Questions –
1. In the career guidance text, how often is the Career Development Day for Education Majors held?
2. From the career guidance text, set down the part that opens with the words containing "You are encouraged" and closes with "State College staff.".

Source text –

You are encouraged to take many photos to provide a clear image of your classroom.
Make sure you are included in some of the photos, and try to have some shots of
learners in action. Do not show student faces unless you have acquired permission to
use student images!
CAREER DEVELOPMENT DAY
Once a semester, prior to student teaching (August & December/January), a "Career
Development Day for Education Majors, Jobs: Myths & Realities" program is held. The
required all-day program is a mix of panel presentations by area school district administrators
and job search workshops conducted by CDC and Buffalo State College staff.
TEACHER RECRUITMENT DAYS
An education job fair, Teacher Recruitment Days, is held each spring which provides teaching
candidates with an opportunity to interview with local and national school districts. Pre-
registration information is available after January 1 in the CDC or on the web at www.trd.org.
FINDING A JOB!

Data supplied –
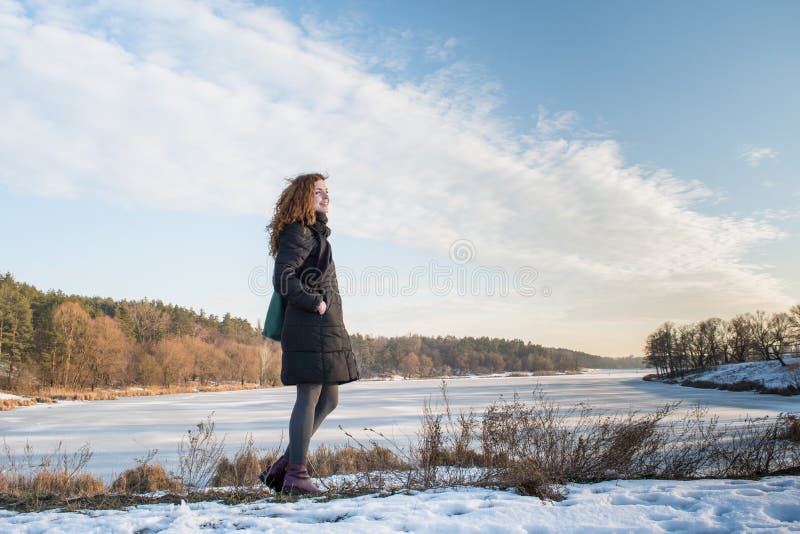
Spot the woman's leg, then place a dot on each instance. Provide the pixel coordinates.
(314, 403)
(301, 423)
(328, 400)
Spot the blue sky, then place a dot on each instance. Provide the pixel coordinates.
(638, 157)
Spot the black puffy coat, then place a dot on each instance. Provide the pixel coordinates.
(316, 348)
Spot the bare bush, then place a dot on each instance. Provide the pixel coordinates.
(199, 452)
(146, 477)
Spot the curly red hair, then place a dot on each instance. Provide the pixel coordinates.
(296, 203)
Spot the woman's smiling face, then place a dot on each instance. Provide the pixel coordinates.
(321, 198)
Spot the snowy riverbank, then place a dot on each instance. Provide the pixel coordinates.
(764, 377)
(767, 505)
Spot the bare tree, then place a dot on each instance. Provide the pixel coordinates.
(739, 337)
(106, 359)
(760, 334)
(147, 323)
(72, 324)
(709, 339)
(780, 333)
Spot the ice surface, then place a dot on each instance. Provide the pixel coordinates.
(120, 430)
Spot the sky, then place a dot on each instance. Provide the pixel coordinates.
(567, 173)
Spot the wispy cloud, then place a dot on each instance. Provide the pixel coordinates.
(754, 155)
(184, 106)
(442, 49)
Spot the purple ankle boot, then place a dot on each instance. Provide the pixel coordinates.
(273, 477)
(298, 482)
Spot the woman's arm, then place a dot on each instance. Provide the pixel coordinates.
(293, 249)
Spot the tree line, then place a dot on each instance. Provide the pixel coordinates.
(421, 356)
(51, 339)
(675, 350)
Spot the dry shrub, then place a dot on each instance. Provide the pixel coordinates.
(538, 446)
(8, 404)
(790, 428)
(146, 477)
(243, 471)
(199, 453)
(348, 459)
(54, 478)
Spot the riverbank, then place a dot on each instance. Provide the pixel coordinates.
(763, 377)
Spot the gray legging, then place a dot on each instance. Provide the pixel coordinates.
(314, 403)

Answers provided –
1. Once a semester, prior to student teaching (August & December/January).

2.
You are encouraged to take many photos to provide a clear image of your classroom.
Make sure you are included in some of the photos, and try to have some shots of
learners in action. Do not show student faces unless you have acquired permission to
use student images!
CAREER DEVELOPMENT DAY
Once a semester, prior to student teaching (August & December/January), a "Career
Development Day for Education Majors, Jobs: Myths & Realities" program is held. The
required all-day program is a mix of panel presentations by area school district administrators
and job search workshops conducted by CDC and Buffalo State College staff.